__WHAT TO PRODUCE__. Return every line of the records below unchanged, leaving the pictures out.

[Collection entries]

================

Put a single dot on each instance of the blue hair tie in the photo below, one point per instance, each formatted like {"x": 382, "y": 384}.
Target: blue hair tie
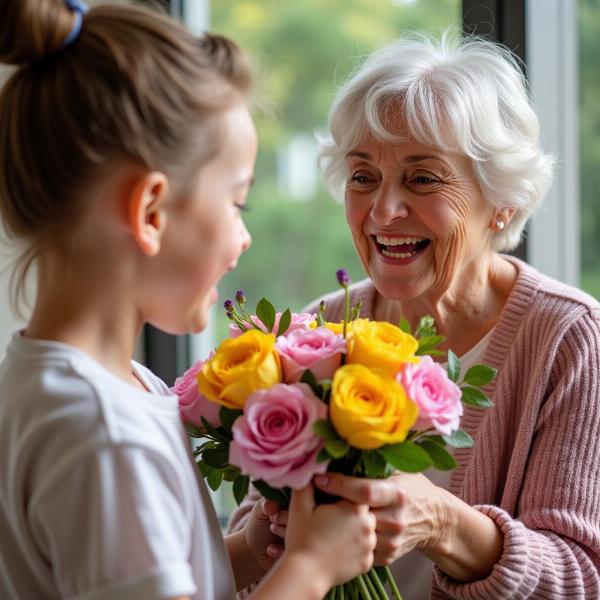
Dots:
{"x": 79, "y": 8}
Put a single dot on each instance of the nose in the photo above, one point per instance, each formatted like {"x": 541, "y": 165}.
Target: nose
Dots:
{"x": 389, "y": 204}
{"x": 246, "y": 238}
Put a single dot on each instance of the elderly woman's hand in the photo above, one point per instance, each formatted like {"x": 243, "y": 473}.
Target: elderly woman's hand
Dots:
{"x": 410, "y": 510}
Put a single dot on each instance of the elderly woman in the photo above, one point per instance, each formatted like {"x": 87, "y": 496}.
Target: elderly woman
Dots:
{"x": 434, "y": 147}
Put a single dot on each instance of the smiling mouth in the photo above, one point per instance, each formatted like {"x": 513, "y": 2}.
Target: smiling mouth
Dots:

================

__EXERCISE SOLUTION__.
Put a single dot on each instance of the blue hair tie in the photo below, one point per instance, each formatted like {"x": 382, "y": 384}.
Target: blue hair tie
Dots:
{"x": 79, "y": 8}
Put a single dot on each instance of the nose in the photo above, one point per instance, each formatted like {"x": 541, "y": 165}.
Target: nose
Dots:
{"x": 389, "y": 204}
{"x": 246, "y": 238}
Put a single dot on each instance of the elderly woman's hand in the photo above, one point per instance, each formatted like {"x": 243, "y": 473}.
Target: elderly woman's hand
Dots:
{"x": 410, "y": 510}
Put a single dot on each instance of the elderly woman in the photo above, one point per instance, each formatted like {"x": 87, "y": 496}.
Target: elderly woman
Dots:
{"x": 434, "y": 147}
Put a single dot on each instance of the smiling mouth in the photo above, one point per instance, each formatted like {"x": 513, "y": 2}.
Target: smiling mouth
Dots:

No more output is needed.